• [Passage to read]
1. Silent forgetting
An architectural decision is indexed. It exists in the vector store. The agent edits a file the decision applies to — but the current task description doesn’t embed close to the decision’s text. The decision is not in the top-k. The agent generates code that violates it, and nothing notices.
This is the most common failure: not that the rule is missing, but that retrieval ranking demoted it. The fix is not better embeddings. It is recall that doesn’t depend on phrasing similarity.
2. Embedding decay
A decision is rephrased over time as ADRs are edited, summarized, or rewritten. Each rephrasing shifts its embedding. Tasks that used to retrieve it cleanly now miss. Worse: an older, superseded version with stronger keyword overlap re-enters the top-k while the current version doesn’t. The agent obeys the wrong version of a decision the team thought it had updated.
3. Scope collision
Two decisions overlap. One is repo-wide; the other applies only to a specific service. Both retrieve. The model picks based on context order, recency in the window, or token similarity — not authority. The narrower, more specific decision loses to the broader one because it embedded slightly worse. Vector search has no native concept of scope precedence.

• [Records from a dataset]
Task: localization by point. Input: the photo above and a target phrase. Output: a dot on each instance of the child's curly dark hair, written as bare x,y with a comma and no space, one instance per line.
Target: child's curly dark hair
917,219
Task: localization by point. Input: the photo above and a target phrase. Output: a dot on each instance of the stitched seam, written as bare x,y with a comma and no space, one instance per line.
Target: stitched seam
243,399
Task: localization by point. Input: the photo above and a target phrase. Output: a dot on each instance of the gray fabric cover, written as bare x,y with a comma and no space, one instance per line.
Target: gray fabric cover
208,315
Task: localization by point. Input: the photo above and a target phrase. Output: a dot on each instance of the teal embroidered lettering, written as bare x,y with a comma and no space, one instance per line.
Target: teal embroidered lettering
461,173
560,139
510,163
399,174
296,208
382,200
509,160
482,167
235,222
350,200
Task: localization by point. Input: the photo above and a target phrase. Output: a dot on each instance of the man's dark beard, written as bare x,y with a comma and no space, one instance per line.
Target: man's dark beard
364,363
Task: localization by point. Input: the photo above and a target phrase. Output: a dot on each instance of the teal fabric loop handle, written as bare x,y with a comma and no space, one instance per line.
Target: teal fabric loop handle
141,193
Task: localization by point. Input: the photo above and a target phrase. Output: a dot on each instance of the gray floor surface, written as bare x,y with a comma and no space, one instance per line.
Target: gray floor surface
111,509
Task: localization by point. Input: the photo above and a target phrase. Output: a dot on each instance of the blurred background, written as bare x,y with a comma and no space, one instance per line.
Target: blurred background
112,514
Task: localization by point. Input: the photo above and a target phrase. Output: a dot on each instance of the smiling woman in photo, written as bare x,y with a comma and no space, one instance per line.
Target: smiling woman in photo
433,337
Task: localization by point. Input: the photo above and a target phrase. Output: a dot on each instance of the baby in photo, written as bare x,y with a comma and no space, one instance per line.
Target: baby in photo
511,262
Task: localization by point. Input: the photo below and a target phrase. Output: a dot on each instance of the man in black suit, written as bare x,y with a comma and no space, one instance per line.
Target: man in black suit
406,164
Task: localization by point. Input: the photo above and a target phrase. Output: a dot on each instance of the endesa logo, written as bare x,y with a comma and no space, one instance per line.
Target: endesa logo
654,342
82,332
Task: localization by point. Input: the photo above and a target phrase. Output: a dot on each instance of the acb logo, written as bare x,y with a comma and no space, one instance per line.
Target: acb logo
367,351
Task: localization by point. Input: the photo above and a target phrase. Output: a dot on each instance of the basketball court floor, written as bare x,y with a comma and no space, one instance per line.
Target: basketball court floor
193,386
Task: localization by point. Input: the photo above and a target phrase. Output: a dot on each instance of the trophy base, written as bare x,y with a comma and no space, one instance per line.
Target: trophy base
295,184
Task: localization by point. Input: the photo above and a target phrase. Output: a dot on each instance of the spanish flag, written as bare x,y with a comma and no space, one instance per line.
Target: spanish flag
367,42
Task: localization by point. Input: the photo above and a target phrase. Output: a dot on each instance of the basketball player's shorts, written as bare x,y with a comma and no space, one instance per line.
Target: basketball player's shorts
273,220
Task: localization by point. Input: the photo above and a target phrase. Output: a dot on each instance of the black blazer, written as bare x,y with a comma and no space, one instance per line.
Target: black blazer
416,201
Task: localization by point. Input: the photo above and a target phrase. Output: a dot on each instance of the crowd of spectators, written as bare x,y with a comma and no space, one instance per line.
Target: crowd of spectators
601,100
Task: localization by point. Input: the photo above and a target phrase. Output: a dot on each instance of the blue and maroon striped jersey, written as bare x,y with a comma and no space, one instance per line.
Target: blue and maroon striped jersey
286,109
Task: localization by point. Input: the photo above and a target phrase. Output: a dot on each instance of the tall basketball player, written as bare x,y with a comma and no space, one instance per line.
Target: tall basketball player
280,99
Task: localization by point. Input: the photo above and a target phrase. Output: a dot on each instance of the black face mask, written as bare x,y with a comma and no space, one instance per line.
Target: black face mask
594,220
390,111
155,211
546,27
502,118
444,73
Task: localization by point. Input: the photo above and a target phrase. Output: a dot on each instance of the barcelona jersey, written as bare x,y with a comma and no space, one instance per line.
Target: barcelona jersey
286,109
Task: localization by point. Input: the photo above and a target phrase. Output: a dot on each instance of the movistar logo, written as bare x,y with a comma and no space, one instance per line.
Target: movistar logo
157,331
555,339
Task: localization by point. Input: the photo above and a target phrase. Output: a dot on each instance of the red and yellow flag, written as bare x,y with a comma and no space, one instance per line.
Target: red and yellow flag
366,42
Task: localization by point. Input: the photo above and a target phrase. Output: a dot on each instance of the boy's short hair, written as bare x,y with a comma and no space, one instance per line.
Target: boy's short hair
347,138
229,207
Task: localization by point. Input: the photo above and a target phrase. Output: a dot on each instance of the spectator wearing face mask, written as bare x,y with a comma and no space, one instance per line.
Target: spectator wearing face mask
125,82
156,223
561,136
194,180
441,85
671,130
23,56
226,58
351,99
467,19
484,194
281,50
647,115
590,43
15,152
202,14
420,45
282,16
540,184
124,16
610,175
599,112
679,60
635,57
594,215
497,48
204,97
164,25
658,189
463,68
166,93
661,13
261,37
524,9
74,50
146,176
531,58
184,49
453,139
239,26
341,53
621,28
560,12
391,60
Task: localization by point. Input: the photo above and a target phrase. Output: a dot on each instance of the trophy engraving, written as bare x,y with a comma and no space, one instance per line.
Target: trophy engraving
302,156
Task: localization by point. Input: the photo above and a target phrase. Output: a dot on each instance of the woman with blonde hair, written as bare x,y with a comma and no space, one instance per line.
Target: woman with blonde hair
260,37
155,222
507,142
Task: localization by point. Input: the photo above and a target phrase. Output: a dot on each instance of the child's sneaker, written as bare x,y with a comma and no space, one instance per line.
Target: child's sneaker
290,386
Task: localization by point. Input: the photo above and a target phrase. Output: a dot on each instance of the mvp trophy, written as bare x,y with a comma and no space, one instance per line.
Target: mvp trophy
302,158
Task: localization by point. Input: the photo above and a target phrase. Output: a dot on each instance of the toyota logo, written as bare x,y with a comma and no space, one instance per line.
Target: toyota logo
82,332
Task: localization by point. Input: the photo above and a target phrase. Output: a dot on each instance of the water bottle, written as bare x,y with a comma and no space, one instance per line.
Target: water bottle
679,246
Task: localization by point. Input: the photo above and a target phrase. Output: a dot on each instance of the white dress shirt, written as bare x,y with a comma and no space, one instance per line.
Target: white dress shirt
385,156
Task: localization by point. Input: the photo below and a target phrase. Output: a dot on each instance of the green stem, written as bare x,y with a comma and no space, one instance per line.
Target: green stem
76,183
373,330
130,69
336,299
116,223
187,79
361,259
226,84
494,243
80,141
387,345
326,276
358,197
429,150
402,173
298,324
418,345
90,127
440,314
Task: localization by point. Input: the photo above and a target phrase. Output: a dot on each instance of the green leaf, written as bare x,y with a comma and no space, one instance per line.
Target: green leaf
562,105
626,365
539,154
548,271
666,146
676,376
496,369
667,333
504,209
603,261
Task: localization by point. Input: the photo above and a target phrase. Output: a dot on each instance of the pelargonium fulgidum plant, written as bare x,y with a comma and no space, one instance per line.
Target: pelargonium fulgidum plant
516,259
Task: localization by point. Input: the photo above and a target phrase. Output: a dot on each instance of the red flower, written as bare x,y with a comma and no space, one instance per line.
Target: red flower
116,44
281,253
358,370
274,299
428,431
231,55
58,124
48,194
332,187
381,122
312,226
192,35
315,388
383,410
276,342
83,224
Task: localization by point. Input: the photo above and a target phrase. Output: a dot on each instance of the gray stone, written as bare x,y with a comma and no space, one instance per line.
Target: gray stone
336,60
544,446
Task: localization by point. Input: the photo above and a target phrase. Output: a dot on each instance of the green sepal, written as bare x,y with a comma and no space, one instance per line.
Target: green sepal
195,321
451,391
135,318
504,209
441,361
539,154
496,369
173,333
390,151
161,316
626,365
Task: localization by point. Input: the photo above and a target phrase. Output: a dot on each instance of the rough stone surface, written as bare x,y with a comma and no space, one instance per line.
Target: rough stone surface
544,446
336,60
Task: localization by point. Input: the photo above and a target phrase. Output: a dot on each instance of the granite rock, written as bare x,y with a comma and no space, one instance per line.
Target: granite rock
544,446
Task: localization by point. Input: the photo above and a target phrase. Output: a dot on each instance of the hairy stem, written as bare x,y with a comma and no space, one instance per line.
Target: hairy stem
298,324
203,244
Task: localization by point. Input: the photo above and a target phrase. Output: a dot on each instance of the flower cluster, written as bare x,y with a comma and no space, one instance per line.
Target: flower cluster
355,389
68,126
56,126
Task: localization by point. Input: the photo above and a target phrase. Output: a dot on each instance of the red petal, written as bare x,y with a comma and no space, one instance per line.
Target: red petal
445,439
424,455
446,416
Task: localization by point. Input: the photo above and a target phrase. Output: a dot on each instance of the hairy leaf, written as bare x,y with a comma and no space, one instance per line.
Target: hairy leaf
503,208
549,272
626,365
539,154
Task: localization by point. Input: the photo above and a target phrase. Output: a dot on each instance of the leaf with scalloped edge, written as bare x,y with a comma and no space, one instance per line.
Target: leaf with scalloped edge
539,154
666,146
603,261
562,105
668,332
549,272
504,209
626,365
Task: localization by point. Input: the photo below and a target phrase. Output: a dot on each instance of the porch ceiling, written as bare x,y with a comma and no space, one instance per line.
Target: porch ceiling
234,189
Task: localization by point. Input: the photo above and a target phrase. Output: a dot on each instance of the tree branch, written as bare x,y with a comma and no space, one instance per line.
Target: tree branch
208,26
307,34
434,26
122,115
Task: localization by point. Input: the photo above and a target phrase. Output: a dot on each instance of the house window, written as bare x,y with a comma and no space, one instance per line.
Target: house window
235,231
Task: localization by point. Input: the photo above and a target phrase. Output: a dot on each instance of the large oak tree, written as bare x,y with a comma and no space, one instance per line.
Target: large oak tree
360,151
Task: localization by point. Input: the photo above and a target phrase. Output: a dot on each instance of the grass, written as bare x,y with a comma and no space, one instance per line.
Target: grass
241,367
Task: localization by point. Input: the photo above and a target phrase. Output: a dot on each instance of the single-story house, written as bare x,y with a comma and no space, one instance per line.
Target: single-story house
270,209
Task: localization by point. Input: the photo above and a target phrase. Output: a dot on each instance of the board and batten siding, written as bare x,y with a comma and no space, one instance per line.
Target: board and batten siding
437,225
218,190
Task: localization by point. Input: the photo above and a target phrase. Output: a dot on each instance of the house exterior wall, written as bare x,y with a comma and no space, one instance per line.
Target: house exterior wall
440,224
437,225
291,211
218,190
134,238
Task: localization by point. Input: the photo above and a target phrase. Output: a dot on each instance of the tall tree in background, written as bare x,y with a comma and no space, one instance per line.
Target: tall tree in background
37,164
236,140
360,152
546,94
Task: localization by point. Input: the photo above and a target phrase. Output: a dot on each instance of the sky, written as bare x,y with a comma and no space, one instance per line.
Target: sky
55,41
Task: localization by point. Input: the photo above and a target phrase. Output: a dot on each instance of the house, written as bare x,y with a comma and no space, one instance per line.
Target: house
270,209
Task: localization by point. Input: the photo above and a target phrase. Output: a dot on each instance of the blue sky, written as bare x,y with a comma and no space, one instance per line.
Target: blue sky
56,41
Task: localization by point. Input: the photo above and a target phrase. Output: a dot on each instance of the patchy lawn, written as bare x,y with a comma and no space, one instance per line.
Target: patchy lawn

• [Assigned task 1]
Answer these questions from the passage on retrieval failures:
(a) What does the passage call the most common failure?
(b) Under "Embedding decay," what shifts a decision's embedding?
(c) Under "Scope collision," what does vector search have no native concept of?
• [Assigned task 2] Write out the part of the passage on retrieval failures that begins at the words "3. Scope collision" and stops after "of scope precedence.".

• [Exercise output 1]
(a) Retrieval ranking demoted the rule. The rule is not missing.
(b) Each rephrasing of the decision.
(c) Scope precedence.

• [Exercise output 2]
3. Scope collision
Two decisions overlap. One is repo-wide; the other applies only to a specific service. Both retrieve. The model picks based on context order, recency in the window, or token similarity — not authority. The narrower, more specific decision loses to the broader one because it embedded slightly worse. Vector search has no native concept of scope precedence.